>> begin

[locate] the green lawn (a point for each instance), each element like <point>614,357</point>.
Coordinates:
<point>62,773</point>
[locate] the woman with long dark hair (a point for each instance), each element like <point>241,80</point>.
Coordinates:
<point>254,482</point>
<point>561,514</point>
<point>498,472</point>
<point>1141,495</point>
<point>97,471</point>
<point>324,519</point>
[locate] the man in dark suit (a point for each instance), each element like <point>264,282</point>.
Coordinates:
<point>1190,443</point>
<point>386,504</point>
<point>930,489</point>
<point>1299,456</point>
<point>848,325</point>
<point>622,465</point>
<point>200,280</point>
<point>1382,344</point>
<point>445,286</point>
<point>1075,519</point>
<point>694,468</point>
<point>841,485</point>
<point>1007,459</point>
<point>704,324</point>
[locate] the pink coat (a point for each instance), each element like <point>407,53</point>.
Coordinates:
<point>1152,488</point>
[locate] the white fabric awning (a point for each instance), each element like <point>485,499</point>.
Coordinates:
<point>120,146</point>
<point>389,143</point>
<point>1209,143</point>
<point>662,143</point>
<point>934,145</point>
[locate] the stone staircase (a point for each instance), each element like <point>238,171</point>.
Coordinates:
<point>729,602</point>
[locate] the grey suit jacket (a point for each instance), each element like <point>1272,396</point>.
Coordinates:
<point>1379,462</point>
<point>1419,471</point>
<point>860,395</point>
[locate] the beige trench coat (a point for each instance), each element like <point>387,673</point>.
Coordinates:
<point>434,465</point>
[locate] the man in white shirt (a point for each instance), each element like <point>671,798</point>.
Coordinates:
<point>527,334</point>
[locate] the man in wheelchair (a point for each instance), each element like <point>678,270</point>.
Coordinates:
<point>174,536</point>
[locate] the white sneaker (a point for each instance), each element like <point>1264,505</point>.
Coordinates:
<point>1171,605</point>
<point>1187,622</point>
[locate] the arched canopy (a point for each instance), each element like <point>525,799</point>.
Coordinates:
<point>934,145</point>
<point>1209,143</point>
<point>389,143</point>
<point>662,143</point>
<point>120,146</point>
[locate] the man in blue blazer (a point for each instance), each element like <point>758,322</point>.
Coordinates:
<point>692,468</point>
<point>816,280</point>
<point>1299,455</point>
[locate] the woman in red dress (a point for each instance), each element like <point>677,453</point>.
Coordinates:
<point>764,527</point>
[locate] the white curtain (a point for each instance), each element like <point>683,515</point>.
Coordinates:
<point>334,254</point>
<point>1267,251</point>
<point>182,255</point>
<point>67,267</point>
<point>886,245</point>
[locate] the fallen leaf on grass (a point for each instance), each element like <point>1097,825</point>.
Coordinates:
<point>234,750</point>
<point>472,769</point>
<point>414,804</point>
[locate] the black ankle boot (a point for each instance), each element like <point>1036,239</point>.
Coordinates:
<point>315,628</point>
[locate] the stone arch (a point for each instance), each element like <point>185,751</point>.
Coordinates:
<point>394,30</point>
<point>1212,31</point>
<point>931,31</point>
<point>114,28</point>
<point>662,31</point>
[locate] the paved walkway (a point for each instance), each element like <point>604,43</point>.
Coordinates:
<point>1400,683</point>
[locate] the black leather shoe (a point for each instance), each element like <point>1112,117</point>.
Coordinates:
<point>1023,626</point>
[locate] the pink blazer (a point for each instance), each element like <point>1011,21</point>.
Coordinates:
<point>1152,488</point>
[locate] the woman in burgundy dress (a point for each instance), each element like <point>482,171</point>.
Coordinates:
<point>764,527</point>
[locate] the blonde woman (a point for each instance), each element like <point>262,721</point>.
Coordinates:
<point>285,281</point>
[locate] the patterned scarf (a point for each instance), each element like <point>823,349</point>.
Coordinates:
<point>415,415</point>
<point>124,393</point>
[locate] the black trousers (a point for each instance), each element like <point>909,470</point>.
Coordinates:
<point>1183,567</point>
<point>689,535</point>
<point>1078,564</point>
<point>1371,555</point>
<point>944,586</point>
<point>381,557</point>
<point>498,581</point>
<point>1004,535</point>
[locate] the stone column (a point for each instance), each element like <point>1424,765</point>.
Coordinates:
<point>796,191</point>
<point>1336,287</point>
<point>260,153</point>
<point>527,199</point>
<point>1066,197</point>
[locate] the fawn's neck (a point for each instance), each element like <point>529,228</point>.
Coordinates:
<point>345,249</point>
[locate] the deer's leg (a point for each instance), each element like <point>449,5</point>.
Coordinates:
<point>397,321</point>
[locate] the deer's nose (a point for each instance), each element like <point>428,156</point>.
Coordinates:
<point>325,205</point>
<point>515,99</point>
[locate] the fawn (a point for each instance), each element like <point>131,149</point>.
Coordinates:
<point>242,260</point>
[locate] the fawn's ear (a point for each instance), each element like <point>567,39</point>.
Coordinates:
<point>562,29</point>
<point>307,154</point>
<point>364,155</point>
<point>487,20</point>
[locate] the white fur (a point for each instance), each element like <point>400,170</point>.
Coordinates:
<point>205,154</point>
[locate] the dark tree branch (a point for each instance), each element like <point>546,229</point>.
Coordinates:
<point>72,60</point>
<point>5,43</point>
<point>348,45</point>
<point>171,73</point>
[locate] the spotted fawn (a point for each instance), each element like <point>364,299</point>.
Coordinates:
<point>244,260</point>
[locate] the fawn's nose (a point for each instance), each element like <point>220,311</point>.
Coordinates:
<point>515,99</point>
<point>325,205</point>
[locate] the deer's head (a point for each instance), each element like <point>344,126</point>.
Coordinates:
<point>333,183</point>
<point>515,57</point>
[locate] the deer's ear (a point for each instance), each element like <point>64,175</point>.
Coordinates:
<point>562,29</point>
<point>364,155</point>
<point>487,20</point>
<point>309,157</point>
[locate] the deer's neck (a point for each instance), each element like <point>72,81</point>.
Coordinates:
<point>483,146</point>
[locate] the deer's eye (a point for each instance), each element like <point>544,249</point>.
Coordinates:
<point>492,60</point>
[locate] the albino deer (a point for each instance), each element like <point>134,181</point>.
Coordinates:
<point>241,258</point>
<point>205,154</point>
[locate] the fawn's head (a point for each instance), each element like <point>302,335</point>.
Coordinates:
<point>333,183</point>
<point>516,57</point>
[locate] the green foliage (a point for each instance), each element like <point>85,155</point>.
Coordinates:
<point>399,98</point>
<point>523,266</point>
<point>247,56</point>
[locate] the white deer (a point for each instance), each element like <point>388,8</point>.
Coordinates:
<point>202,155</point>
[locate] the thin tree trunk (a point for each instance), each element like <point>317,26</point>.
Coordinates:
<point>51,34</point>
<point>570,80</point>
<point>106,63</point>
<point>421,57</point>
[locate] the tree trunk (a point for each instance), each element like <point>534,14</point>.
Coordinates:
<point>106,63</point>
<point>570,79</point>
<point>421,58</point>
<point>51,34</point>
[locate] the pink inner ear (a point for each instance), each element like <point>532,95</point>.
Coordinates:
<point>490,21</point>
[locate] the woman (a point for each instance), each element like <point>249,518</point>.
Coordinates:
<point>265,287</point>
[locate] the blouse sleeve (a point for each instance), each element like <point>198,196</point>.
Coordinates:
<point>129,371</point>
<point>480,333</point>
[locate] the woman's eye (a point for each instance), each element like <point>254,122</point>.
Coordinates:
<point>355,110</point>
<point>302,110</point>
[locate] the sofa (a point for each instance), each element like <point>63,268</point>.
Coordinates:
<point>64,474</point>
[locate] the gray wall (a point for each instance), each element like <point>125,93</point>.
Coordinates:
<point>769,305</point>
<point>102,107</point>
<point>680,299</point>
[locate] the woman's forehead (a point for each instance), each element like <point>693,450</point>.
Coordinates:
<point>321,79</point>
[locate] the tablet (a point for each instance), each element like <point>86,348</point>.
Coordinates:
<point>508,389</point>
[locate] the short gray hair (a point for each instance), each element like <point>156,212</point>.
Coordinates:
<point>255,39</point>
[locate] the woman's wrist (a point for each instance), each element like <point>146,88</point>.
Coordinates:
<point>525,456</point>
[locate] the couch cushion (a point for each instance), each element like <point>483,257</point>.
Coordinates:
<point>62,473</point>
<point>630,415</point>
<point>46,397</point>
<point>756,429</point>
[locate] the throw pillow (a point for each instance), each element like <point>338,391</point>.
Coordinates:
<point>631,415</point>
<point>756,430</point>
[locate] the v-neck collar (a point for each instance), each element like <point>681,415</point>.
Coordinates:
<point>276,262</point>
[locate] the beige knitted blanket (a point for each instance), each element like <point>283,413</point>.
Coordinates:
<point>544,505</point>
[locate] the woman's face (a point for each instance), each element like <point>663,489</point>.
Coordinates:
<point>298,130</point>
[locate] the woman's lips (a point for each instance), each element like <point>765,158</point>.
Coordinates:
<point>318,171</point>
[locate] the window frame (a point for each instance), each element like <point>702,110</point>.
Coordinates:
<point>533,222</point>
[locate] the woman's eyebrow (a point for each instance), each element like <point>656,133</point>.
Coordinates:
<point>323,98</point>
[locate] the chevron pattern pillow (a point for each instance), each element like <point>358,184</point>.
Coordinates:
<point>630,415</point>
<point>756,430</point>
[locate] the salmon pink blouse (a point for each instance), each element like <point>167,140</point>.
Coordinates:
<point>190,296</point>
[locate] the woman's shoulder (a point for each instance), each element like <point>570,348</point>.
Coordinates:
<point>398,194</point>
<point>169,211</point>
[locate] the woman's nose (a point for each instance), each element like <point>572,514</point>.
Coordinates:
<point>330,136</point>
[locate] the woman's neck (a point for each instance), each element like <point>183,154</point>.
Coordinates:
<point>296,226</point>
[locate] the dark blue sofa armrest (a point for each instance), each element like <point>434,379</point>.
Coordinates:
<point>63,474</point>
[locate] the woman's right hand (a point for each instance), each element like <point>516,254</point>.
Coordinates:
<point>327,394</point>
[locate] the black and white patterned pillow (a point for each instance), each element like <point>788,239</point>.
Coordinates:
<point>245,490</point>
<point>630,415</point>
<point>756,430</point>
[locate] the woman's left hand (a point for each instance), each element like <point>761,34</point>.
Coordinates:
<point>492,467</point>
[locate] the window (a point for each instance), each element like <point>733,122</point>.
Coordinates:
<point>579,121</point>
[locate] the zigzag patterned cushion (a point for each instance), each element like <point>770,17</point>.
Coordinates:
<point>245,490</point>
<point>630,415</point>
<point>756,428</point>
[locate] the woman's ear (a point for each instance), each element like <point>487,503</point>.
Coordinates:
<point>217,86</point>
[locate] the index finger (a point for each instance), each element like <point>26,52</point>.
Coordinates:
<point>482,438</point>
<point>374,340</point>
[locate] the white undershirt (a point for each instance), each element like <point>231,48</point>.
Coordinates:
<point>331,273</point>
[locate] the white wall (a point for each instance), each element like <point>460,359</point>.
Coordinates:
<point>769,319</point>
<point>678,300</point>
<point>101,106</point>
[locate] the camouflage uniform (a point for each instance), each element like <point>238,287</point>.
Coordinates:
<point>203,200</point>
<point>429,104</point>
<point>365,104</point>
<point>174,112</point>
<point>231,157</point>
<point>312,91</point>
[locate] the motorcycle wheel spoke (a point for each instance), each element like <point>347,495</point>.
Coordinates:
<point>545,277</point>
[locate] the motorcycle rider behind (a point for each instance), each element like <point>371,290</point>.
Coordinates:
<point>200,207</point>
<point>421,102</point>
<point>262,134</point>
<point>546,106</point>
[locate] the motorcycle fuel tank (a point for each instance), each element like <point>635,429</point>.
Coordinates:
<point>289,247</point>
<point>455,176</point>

>> end

[Task goal] Copy out every item in full, from the line with "[locate] the black ankle" to the line with "<point>124,393</point>", and raise each coordinate in the answers by 147. Leave the sample points unchanged.

[Response for this exercise]
[locate] the black ankle boot (a point for each instance), each element like <point>1036,239</point>.
Coordinates:
<point>462,775</point>
[locate] the stone arch (a point for each instance), each element like <point>185,751</point>.
Coordinates:
<point>541,177</point>
<point>1359,178</point>
<point>1078,178</point>
<point>261,175</point>
<point>809,178</point>
[locate] the paved walkway (a point for each instance), each element like <point>604,43</point>.
Coordinates:
<point>1547,830</point>
[locate] the black leather shoe (a point for each instance), each element like <point>1112,117</point>.
Coordinates:
<point>1170,773</point>
[locate] the pink blazer (a point for each instance), each element like <point>1011,21</point>.
Coordinates:
<point>1299,635</point>
[locate] the woman in burgundy dress (a point for each instance), each element like <point>482,171</point>.
Coordinates:
<point>911,674</point>
[locate] the blonde woman (a point for each instance), each element like <point>262,721</point>.
Coordinates:
<point>432,428</point>
[locate] the patterned scarf (a point for each instance), each element like <point>823,349</point>.
Coordinates:
<point>562,562</point>
<point>271,540</point>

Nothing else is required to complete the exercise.